Image-grounded pointing data:
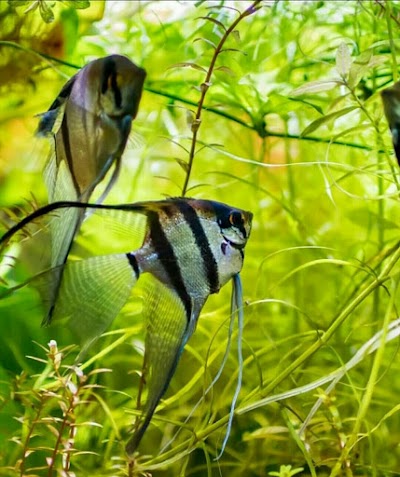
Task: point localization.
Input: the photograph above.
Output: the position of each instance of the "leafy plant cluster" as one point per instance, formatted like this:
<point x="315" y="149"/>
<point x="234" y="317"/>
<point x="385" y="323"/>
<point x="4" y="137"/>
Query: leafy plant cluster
<point x="274" y="107"/>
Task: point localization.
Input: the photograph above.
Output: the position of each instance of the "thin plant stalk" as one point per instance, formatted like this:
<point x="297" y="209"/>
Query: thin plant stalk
<point x="204" y="88"/>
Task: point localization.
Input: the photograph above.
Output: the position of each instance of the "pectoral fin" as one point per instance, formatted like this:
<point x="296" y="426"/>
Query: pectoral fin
<point x="166" y="336"/>
<point x="92" y="293"/>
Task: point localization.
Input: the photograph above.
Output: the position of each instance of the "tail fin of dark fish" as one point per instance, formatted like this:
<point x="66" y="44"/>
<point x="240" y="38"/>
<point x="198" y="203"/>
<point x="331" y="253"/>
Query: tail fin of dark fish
<point x="166" y="336"/>
<point x="91" y="294"/>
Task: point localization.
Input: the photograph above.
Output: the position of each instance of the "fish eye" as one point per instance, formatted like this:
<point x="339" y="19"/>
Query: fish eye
<point x="236" y="219"/>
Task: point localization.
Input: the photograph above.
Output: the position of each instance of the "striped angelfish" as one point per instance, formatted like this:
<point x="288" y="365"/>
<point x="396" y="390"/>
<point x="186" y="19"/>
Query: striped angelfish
<point x="89" y="123"/>
<point x="391" y="105"/>
<point x="190" y="247"/>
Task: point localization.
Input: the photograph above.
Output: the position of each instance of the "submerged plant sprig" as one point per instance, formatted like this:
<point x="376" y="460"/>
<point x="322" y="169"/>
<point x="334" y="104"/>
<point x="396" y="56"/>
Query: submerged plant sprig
<point x="57" y="388"/>
<point x="207" y="83"/>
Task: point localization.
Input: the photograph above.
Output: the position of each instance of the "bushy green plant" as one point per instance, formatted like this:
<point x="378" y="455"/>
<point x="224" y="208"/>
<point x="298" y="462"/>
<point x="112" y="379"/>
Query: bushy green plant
<point x="277" y="112"/>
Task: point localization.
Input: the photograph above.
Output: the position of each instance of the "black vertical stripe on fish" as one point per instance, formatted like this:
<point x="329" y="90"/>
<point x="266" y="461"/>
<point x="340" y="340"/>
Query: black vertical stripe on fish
<point x="169" y="261"/>
<point x="108" y="70"/>
<point x="133" y="263"/>
<point x="202" y="242"/>
<point x="116" y="90"/>
<point x="67" y="151"/>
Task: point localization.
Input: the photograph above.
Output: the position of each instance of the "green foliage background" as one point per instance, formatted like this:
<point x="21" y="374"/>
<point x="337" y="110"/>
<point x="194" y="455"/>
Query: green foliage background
<point x="293" y="130"/>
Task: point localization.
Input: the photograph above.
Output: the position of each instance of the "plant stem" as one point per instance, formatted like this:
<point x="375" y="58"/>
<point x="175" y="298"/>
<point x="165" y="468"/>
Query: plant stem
<point x="204" y="88"/>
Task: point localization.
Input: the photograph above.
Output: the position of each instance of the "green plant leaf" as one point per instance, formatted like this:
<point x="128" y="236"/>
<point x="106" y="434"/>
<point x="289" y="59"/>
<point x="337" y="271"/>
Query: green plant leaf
<point x="343" y="60"/>
<point x="326" y="119"/>
<point x="46" y="12"/>
<point x="316" y="87"/>
<point x="77" y="4"/>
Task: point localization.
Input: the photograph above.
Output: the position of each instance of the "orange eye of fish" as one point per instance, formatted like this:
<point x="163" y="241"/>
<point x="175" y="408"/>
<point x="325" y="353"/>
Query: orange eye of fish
<point x="236" y="219"/>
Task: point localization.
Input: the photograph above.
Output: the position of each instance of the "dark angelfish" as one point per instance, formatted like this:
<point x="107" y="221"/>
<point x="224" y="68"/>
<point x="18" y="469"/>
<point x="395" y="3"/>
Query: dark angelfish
<point x="89" y="122"/>
<point x="191" y="248"/>
<point x="391" y="106"/>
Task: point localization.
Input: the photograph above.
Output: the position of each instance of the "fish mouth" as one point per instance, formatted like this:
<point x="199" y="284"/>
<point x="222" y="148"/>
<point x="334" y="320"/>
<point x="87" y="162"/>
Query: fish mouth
<point x="236" y="245"/>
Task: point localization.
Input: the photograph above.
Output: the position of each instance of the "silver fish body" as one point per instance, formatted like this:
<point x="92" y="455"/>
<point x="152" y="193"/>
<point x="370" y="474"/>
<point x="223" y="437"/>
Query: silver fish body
<point x="190" y="247"/>
<point x="89" y="121"/>
<point x="97" y="106"/>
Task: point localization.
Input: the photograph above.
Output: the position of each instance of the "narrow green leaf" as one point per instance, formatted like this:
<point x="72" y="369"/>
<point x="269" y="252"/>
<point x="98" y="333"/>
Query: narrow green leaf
<point x="225" y="69"/>
<point x="326" y="119"/>
<point x="182" y="163"/>
<point x="233" y="49"/>
<point x="77" y="4"/>
<point x="236" y="35"/>
<point x="17" y="3"/>
<point x="316" y="87"/>
<point x="206" y="40"/>
<point x="343" y="60"/>
<point x="46" y="12"/>
<point x="187" y="64"/>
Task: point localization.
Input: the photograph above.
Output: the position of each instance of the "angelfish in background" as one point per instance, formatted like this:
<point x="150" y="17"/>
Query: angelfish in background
<point x="89" y="121"/>
<point x="391" y="106"/>
<point x="191" y="248"/>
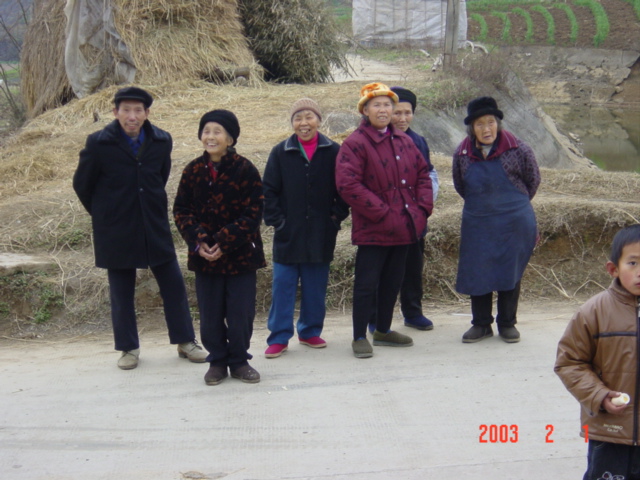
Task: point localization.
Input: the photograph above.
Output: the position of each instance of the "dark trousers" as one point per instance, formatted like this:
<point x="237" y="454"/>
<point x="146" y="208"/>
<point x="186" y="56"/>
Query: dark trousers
<point x="378" y="277"/>
<point x="481" y="306"/>
<point x="122" y="286"/>
<point x="612" y="461"/>
<point x="411" y="290"/>
<point x="227" y="306"/>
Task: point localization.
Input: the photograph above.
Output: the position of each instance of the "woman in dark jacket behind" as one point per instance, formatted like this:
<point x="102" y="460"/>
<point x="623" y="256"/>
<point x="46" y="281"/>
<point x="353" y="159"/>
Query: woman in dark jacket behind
<point x="303" y="206"/>
<point x="382" y="175"/>
<point x="497" y="176"/>
<point x="218" y="210"/>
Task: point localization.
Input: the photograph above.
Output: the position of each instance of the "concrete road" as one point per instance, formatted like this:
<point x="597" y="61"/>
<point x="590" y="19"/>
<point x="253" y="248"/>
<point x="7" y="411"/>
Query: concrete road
<point x="67" y="412"/>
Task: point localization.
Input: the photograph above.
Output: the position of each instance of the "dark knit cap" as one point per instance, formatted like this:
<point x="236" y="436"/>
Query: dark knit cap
<point x="133" y="93"/>
<point x="405" y="95"/>
<point x="305" y="104"/>
<point x="479" y="107"/>
<point x="227" y="119"/>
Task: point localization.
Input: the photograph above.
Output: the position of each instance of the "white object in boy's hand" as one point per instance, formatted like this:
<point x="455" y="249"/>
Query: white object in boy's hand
<point x="622" y="399"/>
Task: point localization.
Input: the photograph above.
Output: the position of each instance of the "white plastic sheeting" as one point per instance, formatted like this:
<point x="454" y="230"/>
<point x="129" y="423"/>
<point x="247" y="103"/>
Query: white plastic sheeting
<point x="95" y="56"/>
<point x="416" y="22"/>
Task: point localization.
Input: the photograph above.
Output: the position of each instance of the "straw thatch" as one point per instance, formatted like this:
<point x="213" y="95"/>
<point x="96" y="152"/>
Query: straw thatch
<point x="44" y="83"/>
<point x="169" y="40"/>
<point x="180" y="40"/>
<point x="296" y="41"/>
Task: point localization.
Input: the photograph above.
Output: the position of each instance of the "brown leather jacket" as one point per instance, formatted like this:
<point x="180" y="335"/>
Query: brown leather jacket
<point x="598" y="353"/>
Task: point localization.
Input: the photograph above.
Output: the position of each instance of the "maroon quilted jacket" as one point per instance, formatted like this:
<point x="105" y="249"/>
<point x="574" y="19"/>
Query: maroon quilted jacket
<point x="385" y="180"/>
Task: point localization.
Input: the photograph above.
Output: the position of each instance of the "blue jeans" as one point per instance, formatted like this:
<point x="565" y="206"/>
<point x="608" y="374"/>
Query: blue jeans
<point x="313" y="279"/>
<point x="612" y="461"/>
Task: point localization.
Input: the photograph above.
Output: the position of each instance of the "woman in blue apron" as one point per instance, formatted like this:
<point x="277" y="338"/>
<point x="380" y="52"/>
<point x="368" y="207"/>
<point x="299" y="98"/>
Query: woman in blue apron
<point x="497" y="176"/>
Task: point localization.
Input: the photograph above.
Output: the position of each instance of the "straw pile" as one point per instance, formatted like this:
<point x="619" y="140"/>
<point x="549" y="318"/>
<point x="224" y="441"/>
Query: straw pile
<point x="44" y="82"/>
<point x="295" y="41"/>
<point x="169" y="40"/>
<point x="183" y="39"/>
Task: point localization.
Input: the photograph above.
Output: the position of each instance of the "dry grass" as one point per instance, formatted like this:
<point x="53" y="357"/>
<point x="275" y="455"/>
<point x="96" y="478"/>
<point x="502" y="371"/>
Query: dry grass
<point x="169" y="40"/>
<point x="173" y="40"/>
<point x="296" y="41"/>
<point x="44" y="83"/>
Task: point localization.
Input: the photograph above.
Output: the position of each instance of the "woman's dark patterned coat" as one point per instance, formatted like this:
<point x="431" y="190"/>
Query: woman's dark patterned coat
<point x="226" y="211"/>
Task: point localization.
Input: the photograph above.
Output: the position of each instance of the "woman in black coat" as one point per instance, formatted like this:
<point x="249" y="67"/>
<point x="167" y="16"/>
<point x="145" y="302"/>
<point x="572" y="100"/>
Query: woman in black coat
<point x="303" y="206"/>
<point x="218" y="211"/>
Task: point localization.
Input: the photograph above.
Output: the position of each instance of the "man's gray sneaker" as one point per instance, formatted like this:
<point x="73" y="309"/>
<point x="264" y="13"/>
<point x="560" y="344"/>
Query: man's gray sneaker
<point x="192" y="351"/>
<point x="477" y="333"/>
<point x="129" y="360"/>
<point x="391" y="339"/>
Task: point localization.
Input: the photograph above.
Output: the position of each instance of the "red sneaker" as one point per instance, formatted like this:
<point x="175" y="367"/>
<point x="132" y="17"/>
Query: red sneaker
<point x="275" y="350"/>
<point x="313" y="342"/>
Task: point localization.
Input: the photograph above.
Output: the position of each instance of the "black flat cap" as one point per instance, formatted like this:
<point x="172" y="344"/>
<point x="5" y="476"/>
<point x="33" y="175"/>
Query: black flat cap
<point x="133" y="93"/>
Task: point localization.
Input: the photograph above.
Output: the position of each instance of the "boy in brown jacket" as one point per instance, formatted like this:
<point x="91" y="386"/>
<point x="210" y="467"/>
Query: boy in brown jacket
<point x="598" y="363"/>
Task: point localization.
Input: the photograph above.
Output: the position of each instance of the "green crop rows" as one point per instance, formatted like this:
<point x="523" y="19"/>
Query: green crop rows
<point x="506" y="10"/>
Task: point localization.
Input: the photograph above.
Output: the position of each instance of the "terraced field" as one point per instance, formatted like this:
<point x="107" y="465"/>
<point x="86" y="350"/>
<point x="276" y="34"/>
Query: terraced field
<point x="611" y="24"/>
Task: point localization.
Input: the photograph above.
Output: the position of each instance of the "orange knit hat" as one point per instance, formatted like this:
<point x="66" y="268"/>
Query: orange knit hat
<point x="371" y="90"/>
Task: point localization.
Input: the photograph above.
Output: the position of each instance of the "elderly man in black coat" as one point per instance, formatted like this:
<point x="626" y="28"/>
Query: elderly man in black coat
<point x="120" y="180"/>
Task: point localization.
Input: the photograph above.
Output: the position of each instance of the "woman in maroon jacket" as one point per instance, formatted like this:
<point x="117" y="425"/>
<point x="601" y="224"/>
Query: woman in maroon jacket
<point x="381" y="174"/>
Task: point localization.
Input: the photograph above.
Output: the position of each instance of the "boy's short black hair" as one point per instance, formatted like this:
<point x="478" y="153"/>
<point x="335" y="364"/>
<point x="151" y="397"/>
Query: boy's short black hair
<point x="626" y="236"/>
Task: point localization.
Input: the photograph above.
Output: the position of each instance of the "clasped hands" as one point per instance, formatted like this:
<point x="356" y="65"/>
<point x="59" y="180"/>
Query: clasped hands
<point x="209" y="253"/>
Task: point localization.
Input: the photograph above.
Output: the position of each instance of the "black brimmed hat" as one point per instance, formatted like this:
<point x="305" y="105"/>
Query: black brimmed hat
<point x="227" y="119"/>
<point x="478" y="107"/>
<point x="133" y="93"/>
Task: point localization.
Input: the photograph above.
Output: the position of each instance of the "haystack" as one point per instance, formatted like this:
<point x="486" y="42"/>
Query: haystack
<point x="296" y="41"/>
<point x="169" y="40"/>
<point x="184" y="39"/>
<point x="44" y="82"/>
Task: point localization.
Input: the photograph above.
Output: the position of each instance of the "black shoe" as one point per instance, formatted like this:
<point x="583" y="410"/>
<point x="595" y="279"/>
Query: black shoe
<point x="509" y="334"/>
<point x="215" y="375"/>
<point x="246" y="373"/>
<point x="477" y="333"/>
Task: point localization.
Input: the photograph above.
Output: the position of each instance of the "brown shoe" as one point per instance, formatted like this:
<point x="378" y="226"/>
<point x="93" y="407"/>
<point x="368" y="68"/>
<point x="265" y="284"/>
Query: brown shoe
<point x="215" y="375"/>
<point x="246" y="373"/>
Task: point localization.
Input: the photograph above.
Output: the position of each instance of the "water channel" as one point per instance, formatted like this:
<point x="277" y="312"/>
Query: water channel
<point x="610" y="138"/>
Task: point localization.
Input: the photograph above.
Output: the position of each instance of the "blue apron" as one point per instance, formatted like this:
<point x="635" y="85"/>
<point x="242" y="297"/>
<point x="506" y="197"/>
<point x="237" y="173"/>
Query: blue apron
<point x="498" y="231"/>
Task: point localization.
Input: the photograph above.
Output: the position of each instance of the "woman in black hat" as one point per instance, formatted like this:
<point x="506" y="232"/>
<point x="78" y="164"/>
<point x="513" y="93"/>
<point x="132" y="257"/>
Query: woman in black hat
<point x="497" y="176"/>
<point x="218" y="210"/>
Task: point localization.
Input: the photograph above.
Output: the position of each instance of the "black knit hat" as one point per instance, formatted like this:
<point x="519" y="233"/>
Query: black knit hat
<point x="479" y="107"/>
<point x="405" y="95"/>
<point x="133" y="93"/>
<point x="227" y="119"/>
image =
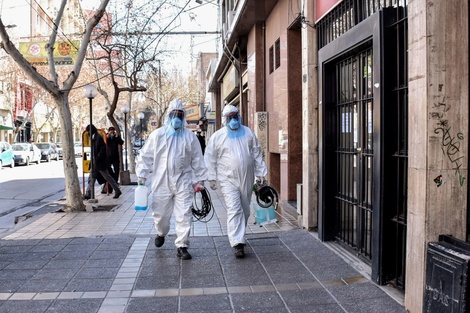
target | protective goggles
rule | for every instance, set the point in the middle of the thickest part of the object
(231, 116)
(176, 113)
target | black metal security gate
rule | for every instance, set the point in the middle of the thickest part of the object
(354, 152)
(363, 130)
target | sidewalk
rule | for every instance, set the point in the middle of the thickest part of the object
(106, 261)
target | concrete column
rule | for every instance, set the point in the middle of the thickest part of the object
(438, 132)
(310, 120)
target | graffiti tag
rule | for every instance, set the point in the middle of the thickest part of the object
(451, 147)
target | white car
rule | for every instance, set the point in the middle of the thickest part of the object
(77, 147)
(26, 153)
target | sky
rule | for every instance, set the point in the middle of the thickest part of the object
(195, 18)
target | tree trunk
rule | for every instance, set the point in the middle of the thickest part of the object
(74, 200)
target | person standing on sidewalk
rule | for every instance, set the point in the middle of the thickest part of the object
(202, 141)
(233, 158)
(172, 159)
(100, 164)
(113, 141)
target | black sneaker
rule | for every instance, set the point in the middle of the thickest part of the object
(159, 241)
(184, 254)
(117, 194)
(240, 250)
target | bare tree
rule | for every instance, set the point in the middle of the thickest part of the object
(126, 48)
(60, 94)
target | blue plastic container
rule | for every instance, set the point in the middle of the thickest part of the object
(264, 215)
(140, 198)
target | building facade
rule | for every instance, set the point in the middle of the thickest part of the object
(364, 104)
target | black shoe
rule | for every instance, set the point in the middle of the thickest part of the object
(184, 254)
(159, 241)
(240, 250)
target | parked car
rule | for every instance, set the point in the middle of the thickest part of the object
(59, 150)
(78, 149)
(6, 155)
(48, 151)
(26, 153)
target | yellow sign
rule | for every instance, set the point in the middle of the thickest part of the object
(65, 52)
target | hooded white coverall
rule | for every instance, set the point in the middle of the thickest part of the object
(234, 158)
(172, 159)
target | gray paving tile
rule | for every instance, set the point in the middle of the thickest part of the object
(26, 265)
(309, 297)
(40, 306)
(157, 282)
(252, 302)
(44, 285)
(103, 263)
(7, 274)
(75, 305)
(319, 308)
(205, 302)
(201, 281)
(66, 264)
(160, 305)
(52, 273)
(81, 284)
(96, 272)
(11, 285)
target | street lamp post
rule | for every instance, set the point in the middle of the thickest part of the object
(141, 116)
(90, 92)
(125, 110)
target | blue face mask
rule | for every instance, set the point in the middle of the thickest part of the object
(234, 124)
(176, 123)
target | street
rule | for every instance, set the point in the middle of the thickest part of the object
(25, 188)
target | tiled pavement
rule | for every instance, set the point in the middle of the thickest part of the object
(104, 262)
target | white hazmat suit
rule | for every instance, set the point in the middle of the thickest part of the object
(233, 157)
(172, 159)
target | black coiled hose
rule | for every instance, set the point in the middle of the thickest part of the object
(205, 209)
(266, 195)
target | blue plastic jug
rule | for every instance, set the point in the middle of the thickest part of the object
(140, 197)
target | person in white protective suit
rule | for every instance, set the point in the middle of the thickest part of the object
(233, 157)
(172, 159)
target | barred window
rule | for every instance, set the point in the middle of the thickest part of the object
(277, 46)
(271, 59)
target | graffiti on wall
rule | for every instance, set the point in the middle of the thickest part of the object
(450, 140)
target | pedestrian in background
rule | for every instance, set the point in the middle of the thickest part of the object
(171, 158)
(113, 141)
(202, 141)
(100, 163)
(233, 158)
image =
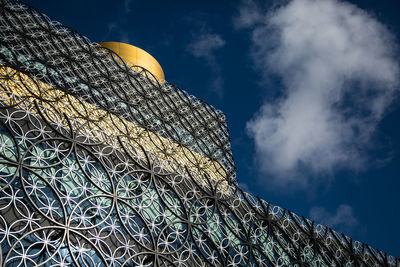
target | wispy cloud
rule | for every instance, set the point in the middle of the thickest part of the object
(204, 46)
(342, 220)
(339, 73)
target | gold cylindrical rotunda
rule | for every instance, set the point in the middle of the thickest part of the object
(136, 56)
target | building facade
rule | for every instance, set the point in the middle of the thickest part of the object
(104, 164)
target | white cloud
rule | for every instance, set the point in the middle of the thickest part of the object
(343, 219)
(204, 45)
(337, 64)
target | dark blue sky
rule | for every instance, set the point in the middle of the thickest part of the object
(216, 53)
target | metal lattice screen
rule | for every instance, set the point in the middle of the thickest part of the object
(97, 168)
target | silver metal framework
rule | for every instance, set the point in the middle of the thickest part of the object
(101, 165)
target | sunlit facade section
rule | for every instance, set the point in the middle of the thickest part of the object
(103, 163)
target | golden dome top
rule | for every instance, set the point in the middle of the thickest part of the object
(136, 56)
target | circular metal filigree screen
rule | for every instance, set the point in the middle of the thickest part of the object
(94, 173)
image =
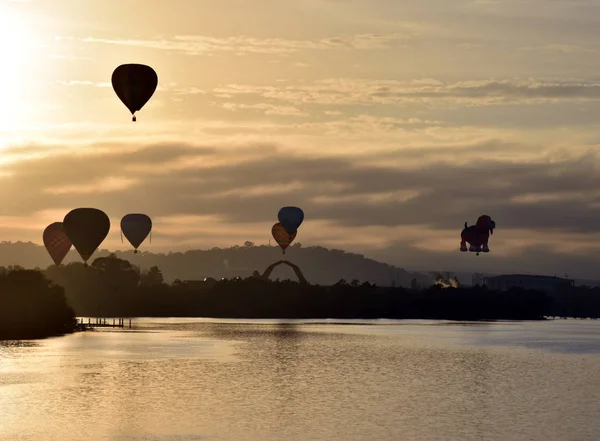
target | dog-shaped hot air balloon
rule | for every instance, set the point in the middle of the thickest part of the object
(477, 235)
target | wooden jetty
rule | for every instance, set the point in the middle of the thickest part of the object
(103, 323)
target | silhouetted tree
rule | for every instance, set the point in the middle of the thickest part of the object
(31, 306)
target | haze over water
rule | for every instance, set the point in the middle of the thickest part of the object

### EXERCISE:
Your answer should consist of the lines above that hold the word "cloud", copied exactly.

### ANSWER TO THE EXERCISE:
target | wispy cloud
target | white cloud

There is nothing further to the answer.